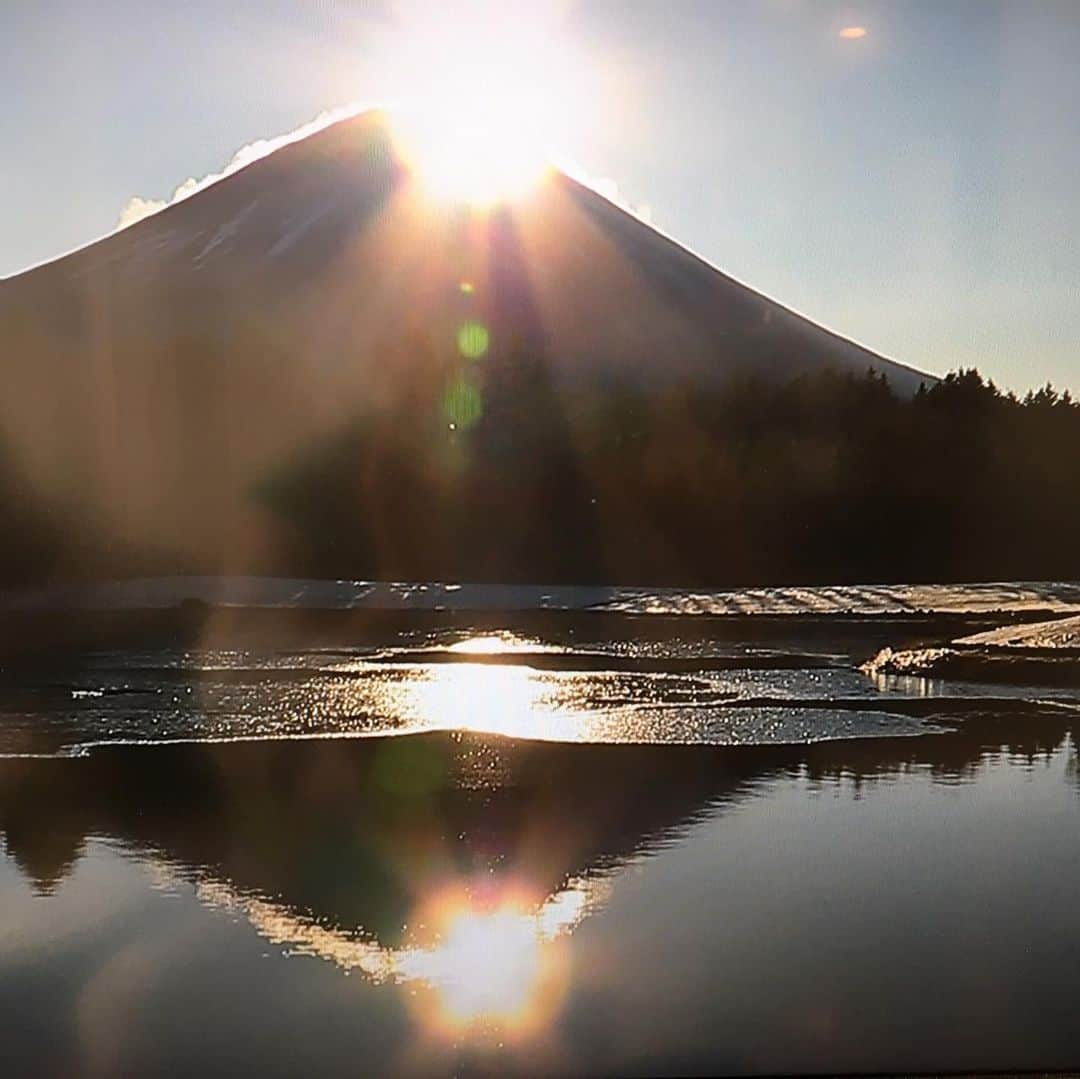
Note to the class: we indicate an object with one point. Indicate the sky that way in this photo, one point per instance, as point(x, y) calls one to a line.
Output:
point(905, 173)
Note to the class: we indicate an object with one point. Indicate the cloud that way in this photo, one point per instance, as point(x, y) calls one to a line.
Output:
point(137, 207)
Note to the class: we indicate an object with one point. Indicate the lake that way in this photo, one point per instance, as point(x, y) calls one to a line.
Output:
point(603, 840)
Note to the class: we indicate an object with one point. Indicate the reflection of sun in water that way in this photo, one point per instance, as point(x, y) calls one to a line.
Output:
point(501, 700)
point(495, 960)
point(491, 958)
point(490, 90)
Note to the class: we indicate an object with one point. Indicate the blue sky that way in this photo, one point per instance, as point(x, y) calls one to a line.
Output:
point(915, 188)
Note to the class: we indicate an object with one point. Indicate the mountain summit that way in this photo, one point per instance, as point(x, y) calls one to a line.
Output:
point(165, 382)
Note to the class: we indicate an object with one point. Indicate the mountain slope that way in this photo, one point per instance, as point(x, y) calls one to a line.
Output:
point(162, 380)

..............................

- **What this task involves**
Can you quote all of the lines above word for word, without the pictures?

- **Expected answer**
Note to the class: we indicate an object with one point. Indicate the sky that way in this photo, one point per instance, as point(x, y) calls one to a line.
Output:
point(905, 173)
Note to the class: we indicate an object with one point. Indicate the cloud that way in this photo, one point per instance, as point(x, y) calls one to a line.
Output:
point(137, 207)
Note to the class: we indicate an object with one point. Indicate the lake that way in this photo, one point per instance, as point(x, y) calls one to a line.
Output:
point(603, 840)
Note to the class: we indicate an object with one point. Indicate the reflection of sun in water that way in this photo, one point per instance, as point(x, y) calls one to a line.
Output:
point(501, 700)
point(495, 960)
point(491, 958)
point(490, 90)
Note to the class: we indicate an object with one point. Indicate the blue sky that way in this photo, one point per instance, as point(x, y) calls one to a line.
Output:
point(915, 188)
Note to the class: we indicate an object with one point. Indicate the mountain summit that way in this photo, one point per instance, as point(x, y) calls one to a line.
Output:
point(165, 382)
Note to the class: we indicate an object with one point. Indicate the mountain slope that way in this photo, one point per instance, as point(x, y) calls one to a line.
Output:
point(162, 380)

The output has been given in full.